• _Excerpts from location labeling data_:
::::

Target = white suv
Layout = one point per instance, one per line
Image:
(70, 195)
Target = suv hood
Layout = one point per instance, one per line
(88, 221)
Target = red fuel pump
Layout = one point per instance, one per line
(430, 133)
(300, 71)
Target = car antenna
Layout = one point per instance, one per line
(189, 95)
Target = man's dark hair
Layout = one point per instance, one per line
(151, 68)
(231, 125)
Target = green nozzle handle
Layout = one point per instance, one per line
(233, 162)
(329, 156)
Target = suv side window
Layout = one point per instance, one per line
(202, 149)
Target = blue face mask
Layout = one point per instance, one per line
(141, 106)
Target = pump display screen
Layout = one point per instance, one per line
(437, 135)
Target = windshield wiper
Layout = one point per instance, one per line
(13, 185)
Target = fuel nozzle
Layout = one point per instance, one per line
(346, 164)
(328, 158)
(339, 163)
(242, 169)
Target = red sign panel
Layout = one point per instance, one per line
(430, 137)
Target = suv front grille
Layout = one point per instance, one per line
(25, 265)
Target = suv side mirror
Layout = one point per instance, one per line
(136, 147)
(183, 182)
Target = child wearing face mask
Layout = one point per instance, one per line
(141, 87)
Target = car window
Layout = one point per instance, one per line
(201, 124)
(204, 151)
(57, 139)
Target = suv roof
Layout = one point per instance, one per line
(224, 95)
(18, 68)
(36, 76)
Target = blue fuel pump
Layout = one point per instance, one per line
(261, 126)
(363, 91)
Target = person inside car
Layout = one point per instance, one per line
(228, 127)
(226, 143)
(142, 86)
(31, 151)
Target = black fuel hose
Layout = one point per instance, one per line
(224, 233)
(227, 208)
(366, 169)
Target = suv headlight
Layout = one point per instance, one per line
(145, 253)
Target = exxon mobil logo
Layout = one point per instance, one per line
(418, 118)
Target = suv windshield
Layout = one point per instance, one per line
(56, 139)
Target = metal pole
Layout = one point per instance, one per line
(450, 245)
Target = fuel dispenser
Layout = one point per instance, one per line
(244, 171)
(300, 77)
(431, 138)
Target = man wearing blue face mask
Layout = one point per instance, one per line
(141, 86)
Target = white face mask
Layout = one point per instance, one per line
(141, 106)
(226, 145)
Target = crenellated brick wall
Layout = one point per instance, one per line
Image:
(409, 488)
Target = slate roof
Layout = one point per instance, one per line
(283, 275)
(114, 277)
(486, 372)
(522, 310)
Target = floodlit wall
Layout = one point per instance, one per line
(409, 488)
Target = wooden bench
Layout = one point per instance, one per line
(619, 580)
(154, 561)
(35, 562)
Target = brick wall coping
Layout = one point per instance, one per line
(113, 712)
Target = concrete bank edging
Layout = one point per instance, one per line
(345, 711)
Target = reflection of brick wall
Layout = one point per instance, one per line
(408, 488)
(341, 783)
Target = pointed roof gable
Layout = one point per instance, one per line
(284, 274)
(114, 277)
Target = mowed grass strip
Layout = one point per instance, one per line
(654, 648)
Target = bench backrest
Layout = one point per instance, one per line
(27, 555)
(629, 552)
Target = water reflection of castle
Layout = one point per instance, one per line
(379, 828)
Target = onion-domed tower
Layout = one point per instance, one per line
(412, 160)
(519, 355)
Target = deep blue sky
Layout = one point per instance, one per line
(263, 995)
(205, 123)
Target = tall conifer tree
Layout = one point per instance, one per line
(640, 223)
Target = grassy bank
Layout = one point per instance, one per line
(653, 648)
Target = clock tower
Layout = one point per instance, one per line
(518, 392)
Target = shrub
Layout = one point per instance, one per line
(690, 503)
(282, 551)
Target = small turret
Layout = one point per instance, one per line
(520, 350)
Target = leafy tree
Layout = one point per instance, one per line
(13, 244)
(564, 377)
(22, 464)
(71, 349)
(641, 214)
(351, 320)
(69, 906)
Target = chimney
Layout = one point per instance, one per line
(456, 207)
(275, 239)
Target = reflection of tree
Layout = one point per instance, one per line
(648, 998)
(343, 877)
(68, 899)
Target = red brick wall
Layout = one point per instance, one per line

::::

• _YOUR GOAL_: Put the lines of the data above into a numbered list, leaving out any blank lines.

• _ANSWER BELOW_:
1. Target = white suv
2. Layout = one point per instance, one per line
3. Image:
4. (70, 195)
5. Target = suv hood
6. Layout = one point per instance, one per line
7. (88, 221)
8. Target = red fuel pump
9. Layout = one point per instance, one per line
10. (430, 133)
11. (300, 71)
12. Target = car antenna
13. Layout = one point per instance, one per line
14. (189, 95)
15. Target = man's dark hair
16. Layout = one point per instance, one per line
17. (151, 68)
18. (231, 125)
19. Target = green nozzle handle
20. Layout = one point per instance, one per line
21. (233, 162)
22. (329, 156)
23. Target = suv side window
24. Layout = one point per instance, one per line
25. (202, 149)
26. Target = blue face mask
27. Layout = one point per instance, one per line
28. (141, 106)
29. Target = pump display screen
30. Layout = one point per instance, one per line
31. (437, 135)
32. Target = windshield wiper
33. Layout = one point per instance, one per line
34. (13, 185)
35. Target = fuel nozzle
36. Layout = one point per instance, one per line
37. (346, 164)
38. (328, 158)
39. (339, 163)
40. (242, 169)
41. Target = red sign panel
42. Layout = one point per instance, one per line
43. (430, 137)
44. Target = suv front grille
45. Layout = one point per instance, one per line
46. (25, 265)
47. Target = suv side mirror
48. Layout = one point per instance, one per line
49. (136, 147)
50. (183, 182)
51. Target = child wearing face mask
52. Layout = one point per instance, one per line
53. (141, 87)
54. Target = car window
55. Layout = one point per instance, one per line
56. (201, 124)
57. (204, 151)
58. (57, 139)
59. Target = suv roof
60. Layout = one point per instance, one per line
61. (224, 95)
62. (18, 68)
63. (36, 76)
64. Target = blue fuel pump
65. Layout = one point per instance, one per line
66. (261, 126)
67. (363, 91)
68. Target = person inside car
69. Layout = one point per instance, one per line
70. (228, 127)
71. (226, 143)
72. (142, 86)
73. (31, 151)
74. Target = black fuel hose
75. Layout = one point per instance, one per line
76. (224, 233)
77. (227, 208)
78. (366, 169)
79. Target = suv headlight
80. Layout = one point per instance, one per line
81. (145, 253)
82. Target = exxon mobil logo
83. Layout = one point per instance, one per line
84. (418, 118)
85. Target = suv windshield
86. Layout = one point per instance, one per line
87. (56, 139)
88. Target = metal pole
89. Layout = one point per instance, one per line
90. (450, 245)
91. Target = fuel dispenser
92. Layout = one point per instance, one per line
93. (244, 171)
94. (300, 77)
95. (431, 138)
96. Target = man wearing blue face mask
97. Layout = one point per instance, one per line
98. (141, 86)
99. Target = white face mask
100. Layout = one point per instance, one per line
101. (141, 106)
102. (226, 145)
103. Target = crenellated brick wall
104. Layout = one point per instance, one per line
105. Image:
106. (409, 488)
107. Target = slate roof
108. Layout = one point per instance, one per line
109. (283, 275)
110. (114, 277)
111. (486, 372)
112. (522, 310)
113. Target = floodlit wall
114. Layout = one point per instance, one per line
115. (409, 488)
116. Target = wooden bench
117. Layout = one point per instance, one per line
118. (619, 580)
119. (154, 561)
120. (35, 562)
121. Target = brick wall coping
122. Layout = one point per instance, one per line
123. (113, 712)
124. Target = concrete bank edging
125. Layout = one point per instance, one per line
126. (345, 711)
127. Target = reflection of brick wall
128. Layout = one point per instance, one per line
129. (408, 488)
130. (341, 783)
131. Target = pointed roof gable
132. Layout = one point per instance, one per line
133. (284, 274)
134. (114, 277)
135. Target = mowed grass strip
136. Layout = one point per instance, one per line
137. (654, 648)
138. Target = bench backrest
139. Layout = one point per instance, one per line
140. (27, 555)
141. (629, 552)
142. Target = water reflection of castle
143. Layout = one point per instance, one per line
144. (379, 828)
145. Target = onion-domed tower
146. Layout = one point per instance, one per line
147. (412, 160)
148. (519, 355)
149. Target = deep blue sky
150. Layout = one point per instance, one per line
151. (263, 995)
152. (205, 123)
153. Target = tall conifer tree
154. Layout = one point per instance, one per line
155. (640, 223)
156. Target = grassy bank
157. Layout = one point per instance, one per line
158. (653, 648)
159. Target = clock tower
160. Layout = one point per instance, one per line
161. (518, 392)
162. Target = shrub
163. Layout = one point per instance, one per line
164. (690, 503)
165. (282, 551)
166. Target = small turret
167. Layout = one point per instance, one per line
168. (520, 350)
169. Target = leafy tree
170. Layout = one point per instance, one per line
171. (13, 244)
172. (564, 377)
173. (22, 464)
174. (71, 349)
175. (641, 214)
176. (351, 320)
177. (69, 906)
178. Target = chimney
179. Layout = one point per instance, one per line
180. (456, 207)
181. (275, 239)
182. Target = reflection of tree
183. Layout = one point per instance, one per line
184. (648, 998)
185. (343, 877)
186. (68, 899)
187. Target = red brick wall
188. Layout = one point per instance, one per line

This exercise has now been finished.